■ **Task brief**: Reproduce, without any change, the part of the data that opens with the line containing "Above is the input. The region detector finds where the tree" and closes with the line containing "405;213;437;228", including both of those lines.
━━━
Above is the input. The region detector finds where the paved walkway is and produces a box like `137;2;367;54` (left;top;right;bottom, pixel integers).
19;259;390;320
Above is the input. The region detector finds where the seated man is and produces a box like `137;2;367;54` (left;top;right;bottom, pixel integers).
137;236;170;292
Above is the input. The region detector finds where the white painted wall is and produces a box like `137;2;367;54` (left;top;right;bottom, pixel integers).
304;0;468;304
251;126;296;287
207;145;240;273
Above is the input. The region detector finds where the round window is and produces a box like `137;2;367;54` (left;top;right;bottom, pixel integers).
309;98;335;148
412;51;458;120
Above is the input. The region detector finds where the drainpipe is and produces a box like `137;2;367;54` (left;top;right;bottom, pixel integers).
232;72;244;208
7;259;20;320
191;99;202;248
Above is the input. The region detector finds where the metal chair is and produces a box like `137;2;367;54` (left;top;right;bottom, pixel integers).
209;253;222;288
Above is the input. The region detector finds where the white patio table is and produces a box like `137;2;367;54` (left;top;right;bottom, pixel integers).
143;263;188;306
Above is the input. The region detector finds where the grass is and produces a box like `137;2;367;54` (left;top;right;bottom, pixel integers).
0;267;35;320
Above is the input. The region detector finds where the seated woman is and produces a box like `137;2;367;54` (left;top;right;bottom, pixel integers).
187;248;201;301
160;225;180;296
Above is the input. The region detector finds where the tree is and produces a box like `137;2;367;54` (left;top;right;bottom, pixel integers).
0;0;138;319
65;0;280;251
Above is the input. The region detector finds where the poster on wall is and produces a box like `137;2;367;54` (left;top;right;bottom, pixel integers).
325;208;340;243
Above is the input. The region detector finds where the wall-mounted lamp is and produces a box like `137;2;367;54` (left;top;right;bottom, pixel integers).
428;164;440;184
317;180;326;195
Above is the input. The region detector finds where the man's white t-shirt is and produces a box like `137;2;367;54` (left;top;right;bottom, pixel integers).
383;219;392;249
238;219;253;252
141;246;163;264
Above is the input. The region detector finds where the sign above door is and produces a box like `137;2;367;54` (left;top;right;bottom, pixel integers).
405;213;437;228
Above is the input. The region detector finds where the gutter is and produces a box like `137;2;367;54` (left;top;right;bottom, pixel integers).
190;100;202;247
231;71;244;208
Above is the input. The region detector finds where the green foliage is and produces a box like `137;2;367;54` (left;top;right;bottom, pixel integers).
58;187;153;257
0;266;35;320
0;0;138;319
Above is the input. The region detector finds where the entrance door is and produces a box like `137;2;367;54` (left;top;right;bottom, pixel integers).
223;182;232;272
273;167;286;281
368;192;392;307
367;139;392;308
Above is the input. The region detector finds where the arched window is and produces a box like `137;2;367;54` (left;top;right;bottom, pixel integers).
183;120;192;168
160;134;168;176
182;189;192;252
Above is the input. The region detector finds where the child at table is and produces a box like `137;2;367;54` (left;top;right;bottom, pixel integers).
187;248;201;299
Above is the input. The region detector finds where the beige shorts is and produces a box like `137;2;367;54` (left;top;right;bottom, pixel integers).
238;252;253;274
━━━
■ **Right answer**:
Above is the input. The region detector finds where the tree is and produces a box like `137;2;367;54` (left;top;right;bottom, pixel integers).
0;0;138;319
65;0;280;251
Above is the input. The region detector finds where the poster on wall is and produces a box like `137;2;367;54` (left;top;right;bottom, pixel integers).
325;208;340;243
Above is the input. The region detector finds where the wall-mounted lamp is and produces a box like `137;2;367;54` (left;top;right;bottom, pixel integers).
428;164;440;184
317;180;326;195
Above is the input. The region detector finds where the man's white t-shirt is and produces a box like `137;2;367;54` (left;top;right;bottom, pixel integers).
383;219;392;249
238;219;253;252
141;246;163;264
Above is the input. The region detector finds where the sign above door is and produces a box like `137;2;367;54` (left;top;right;bottom, pixel integers).
405;213;437;228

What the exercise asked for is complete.